Bloque de texto:
>>>

Muchos años después, en el Archivo de la Corona de Aragón, John Elliott miraba asombrado el viejo carnet con el que había podido acceder a los polvorientos legajos allí guardados. Era el 30 de octubre de 2018 y el primer hispanista moderno no había podido resistir la tentación de contribuir con un libro brillante, Catalanes y escoceses al debate territorial que desgajaba a España. En un impecable catalán, rindió homenaje a sus maestros historiadores catalanes, encabezados por Jaume Vicens Vives, que le permitieron conocer al tiempo la Cataluña del siglo XVI y la del siglo XX. Aunque tras la publicación en 1973 de su obra fundamental La rebelión de los catalanes pensó que no volvería a trabajar sobre este material, volvía ahora a su primer hogar académico, y dentro de su impenetrabilidad británica parecía muy contento.

<<<

Consigna 1:
Según el texto sobre John Elliott, ¿en qué año se publicó La rebelión de los catalanes?
Consigna 2:
Indica si cada afirmación concuerda con el texto sobre John Elliott: (a) Elliott rindió homenaje a sus maestros en catalán. (b) La escena en el Archivo ocurrió en 2019. (c) Tras 1973, Elliott creía que seguiría trabajando con ese material.
Consigna 3:
Copia del texto sobre John Elliott el fragmento que abre con las palabras "Muchos años después, en" y cierra con "parecía muy contento.", cambiando "carnet" por "pase".
Las líneas que vienen a continuación proceden de otra fuente.

Datos guardados:
>>>

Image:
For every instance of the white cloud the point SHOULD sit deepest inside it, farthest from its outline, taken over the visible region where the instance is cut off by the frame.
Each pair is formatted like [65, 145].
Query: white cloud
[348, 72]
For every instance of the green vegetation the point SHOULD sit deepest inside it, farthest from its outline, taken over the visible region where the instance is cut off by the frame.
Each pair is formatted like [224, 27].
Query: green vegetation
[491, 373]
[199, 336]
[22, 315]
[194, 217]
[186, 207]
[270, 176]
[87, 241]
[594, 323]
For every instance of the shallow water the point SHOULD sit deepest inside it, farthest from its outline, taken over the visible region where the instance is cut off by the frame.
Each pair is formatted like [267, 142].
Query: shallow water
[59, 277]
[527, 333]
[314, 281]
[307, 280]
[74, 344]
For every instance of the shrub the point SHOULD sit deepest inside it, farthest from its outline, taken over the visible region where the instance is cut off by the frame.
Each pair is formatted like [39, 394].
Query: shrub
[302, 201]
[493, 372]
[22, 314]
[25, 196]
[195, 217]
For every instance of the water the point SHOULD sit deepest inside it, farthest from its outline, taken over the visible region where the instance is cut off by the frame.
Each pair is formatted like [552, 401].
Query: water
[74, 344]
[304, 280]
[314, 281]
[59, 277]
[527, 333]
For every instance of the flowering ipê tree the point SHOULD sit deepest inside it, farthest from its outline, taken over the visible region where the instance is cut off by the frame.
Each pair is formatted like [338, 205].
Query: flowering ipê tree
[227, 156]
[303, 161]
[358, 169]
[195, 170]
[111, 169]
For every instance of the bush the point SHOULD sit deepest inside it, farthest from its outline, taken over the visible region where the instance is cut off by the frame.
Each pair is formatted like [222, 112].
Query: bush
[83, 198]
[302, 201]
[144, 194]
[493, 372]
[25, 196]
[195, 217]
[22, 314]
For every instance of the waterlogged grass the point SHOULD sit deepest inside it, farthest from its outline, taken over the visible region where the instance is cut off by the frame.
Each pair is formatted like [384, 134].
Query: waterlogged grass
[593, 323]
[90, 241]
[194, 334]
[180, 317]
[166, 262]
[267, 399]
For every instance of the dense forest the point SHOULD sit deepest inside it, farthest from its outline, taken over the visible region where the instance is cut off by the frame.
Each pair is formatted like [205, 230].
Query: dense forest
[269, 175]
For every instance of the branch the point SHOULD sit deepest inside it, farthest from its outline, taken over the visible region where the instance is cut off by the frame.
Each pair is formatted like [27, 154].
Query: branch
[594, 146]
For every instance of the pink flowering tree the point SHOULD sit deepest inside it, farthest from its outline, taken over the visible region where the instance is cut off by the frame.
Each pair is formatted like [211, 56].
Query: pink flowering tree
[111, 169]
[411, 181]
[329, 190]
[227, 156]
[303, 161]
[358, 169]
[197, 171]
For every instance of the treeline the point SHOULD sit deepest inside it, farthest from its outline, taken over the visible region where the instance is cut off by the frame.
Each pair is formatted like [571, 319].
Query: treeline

<<<

Resultado 1:
En 1973.

Resultado 2:
(a) Sí: "En un impecable catalán, rindió homenaje a sus maestros historiadores catalanes".
(b) No: "Era el 30 de octubre de 2018".
(c) No: "pensó que no volvería a trabajar sobre este material".

Resultado 3:
Muchos años después, en el Archivo de la Corona de Aragón, John Elliott miraba asombrado el viejo pase con el que había podido acceder a los polvorientos legajos allí guardados. Era el 30 de octubre de 2018 y el primer hispanista moderno no había podido resistir la tentación de contribuir con un libro brillante, Catalanes y escoceses al debate territorial que desgajaba a España. En un impecable catalán, rindió homenaje a sus maestros historiadores catalanes, encabezados por Jaume Vicens Vives, que le permitieron conocer al tiempo la Cataluña del siglo XVI y la del siglo XX. Aunque tras la publicación en 1973 de su obra fundamental La rebelión de los catalanes pensó que no volvería a trabajar sobre este material, volvía ahora a su primer hogar académico, y dentro de su impenetrabilidad británica parecía muy contento.